Requirement: Show every line below that contains the word "rear", copying each one in full.

::::

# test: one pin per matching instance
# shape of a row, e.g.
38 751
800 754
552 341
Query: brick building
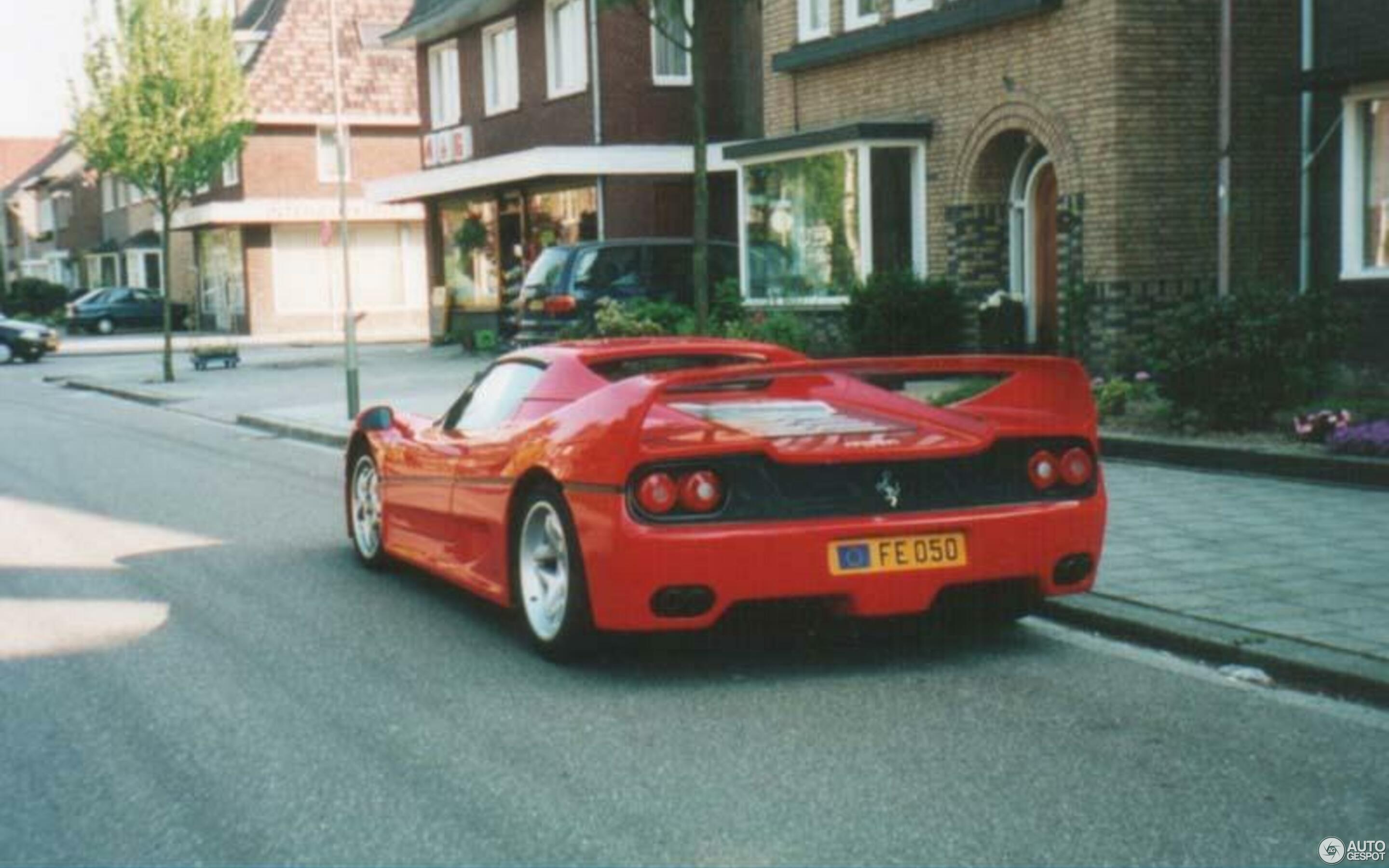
266 232
1347 82
552 122
1027 146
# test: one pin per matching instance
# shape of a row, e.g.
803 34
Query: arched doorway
1033 241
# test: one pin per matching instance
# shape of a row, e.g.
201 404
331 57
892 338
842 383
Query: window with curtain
567 57
671 59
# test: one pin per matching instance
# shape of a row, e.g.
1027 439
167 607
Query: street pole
349 317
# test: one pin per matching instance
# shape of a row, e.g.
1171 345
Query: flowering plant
1370 439
1317 427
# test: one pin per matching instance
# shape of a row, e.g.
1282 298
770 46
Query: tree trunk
700 264
167 213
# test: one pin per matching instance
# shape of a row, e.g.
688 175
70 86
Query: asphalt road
272 702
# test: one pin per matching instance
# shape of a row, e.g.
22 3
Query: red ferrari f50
652 484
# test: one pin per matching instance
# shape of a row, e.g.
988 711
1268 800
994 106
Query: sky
41 52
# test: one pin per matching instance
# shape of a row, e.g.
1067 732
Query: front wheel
549 577
365 509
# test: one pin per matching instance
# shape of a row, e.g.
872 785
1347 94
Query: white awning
292 212
613 160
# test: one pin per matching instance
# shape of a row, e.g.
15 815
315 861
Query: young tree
687 24
166 108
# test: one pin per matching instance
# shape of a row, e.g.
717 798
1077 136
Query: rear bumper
627 563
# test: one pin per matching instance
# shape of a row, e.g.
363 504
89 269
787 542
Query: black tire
360 515
561 637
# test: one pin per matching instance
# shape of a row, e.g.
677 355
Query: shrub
1233 362
900 314
35 298
1372 439
1002 324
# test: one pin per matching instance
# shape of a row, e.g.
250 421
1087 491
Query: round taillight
656 493
1042 470
702 492
1077 467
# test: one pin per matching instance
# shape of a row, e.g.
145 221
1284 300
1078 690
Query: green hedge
1237 360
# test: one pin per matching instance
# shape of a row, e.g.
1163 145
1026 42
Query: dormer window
813 17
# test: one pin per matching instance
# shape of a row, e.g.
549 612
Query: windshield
545 274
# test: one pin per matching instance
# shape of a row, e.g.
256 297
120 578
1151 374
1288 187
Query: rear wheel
365 509
549 575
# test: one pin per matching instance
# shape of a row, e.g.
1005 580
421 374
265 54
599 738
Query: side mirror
376 419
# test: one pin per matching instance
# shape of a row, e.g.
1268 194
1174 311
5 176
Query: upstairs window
328 156
860 14
445 103
499 67
813 17
671 41
910 7
566 48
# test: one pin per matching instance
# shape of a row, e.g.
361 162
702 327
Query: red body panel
448 495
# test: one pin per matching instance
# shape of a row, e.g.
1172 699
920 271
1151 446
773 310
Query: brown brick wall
292 71
283 163
1124 96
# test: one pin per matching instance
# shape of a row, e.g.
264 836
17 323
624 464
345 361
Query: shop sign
446 146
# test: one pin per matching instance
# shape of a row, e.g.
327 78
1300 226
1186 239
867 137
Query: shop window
860 14
671 41
499 67
560 217
910 7
1366 195
813 18
470 250
818 224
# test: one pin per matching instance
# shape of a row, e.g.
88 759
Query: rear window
546 271
624 368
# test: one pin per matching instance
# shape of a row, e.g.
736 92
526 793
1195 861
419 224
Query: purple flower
1369 439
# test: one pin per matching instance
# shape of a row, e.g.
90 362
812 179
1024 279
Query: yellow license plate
898 553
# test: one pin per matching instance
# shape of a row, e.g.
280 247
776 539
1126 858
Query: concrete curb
1292 662
295 431
1208 456
142 396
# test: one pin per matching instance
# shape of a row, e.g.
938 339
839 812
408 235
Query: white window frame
1353 188
853 21
803 31
445 85
552 67
920 250
495 67
657 38
912 7
328 174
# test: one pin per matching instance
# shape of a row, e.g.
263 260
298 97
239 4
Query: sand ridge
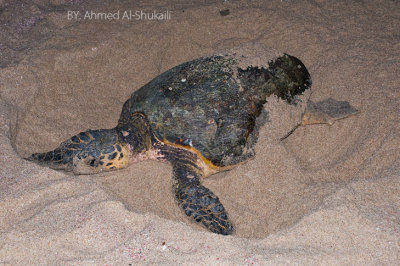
325 195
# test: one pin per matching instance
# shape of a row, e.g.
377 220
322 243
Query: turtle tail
88 152
286 77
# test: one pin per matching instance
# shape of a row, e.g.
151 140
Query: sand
324 195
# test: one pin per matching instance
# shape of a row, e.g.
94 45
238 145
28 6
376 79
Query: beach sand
324 195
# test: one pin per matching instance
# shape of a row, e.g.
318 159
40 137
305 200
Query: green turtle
201 116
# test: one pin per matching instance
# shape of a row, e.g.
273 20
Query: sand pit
326 194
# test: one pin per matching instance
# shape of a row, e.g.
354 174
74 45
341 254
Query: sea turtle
202 116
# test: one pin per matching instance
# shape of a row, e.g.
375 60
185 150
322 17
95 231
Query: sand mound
325 194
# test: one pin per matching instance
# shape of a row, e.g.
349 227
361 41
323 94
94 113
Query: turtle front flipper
198 201
327 112
88 152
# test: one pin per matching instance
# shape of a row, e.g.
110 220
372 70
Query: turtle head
135 131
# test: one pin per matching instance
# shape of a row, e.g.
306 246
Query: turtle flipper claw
199 202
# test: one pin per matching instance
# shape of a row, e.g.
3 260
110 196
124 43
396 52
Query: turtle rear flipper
198 201
327 112
88 152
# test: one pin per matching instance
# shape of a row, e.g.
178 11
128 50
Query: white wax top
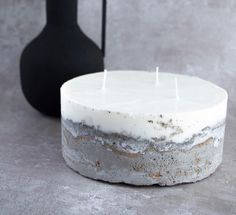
135 92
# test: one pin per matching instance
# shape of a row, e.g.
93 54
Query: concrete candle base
118 158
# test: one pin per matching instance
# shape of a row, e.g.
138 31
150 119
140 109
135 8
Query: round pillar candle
132 130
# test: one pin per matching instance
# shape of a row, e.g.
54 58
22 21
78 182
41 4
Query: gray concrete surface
186 36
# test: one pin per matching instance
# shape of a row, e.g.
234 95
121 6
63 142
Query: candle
134 133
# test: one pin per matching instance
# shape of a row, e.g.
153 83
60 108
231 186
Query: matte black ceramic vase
61 51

::::

Worked solution:
Query: rear bumper
Query: rear wheel
Query: rear window
Query: turtle rear flipper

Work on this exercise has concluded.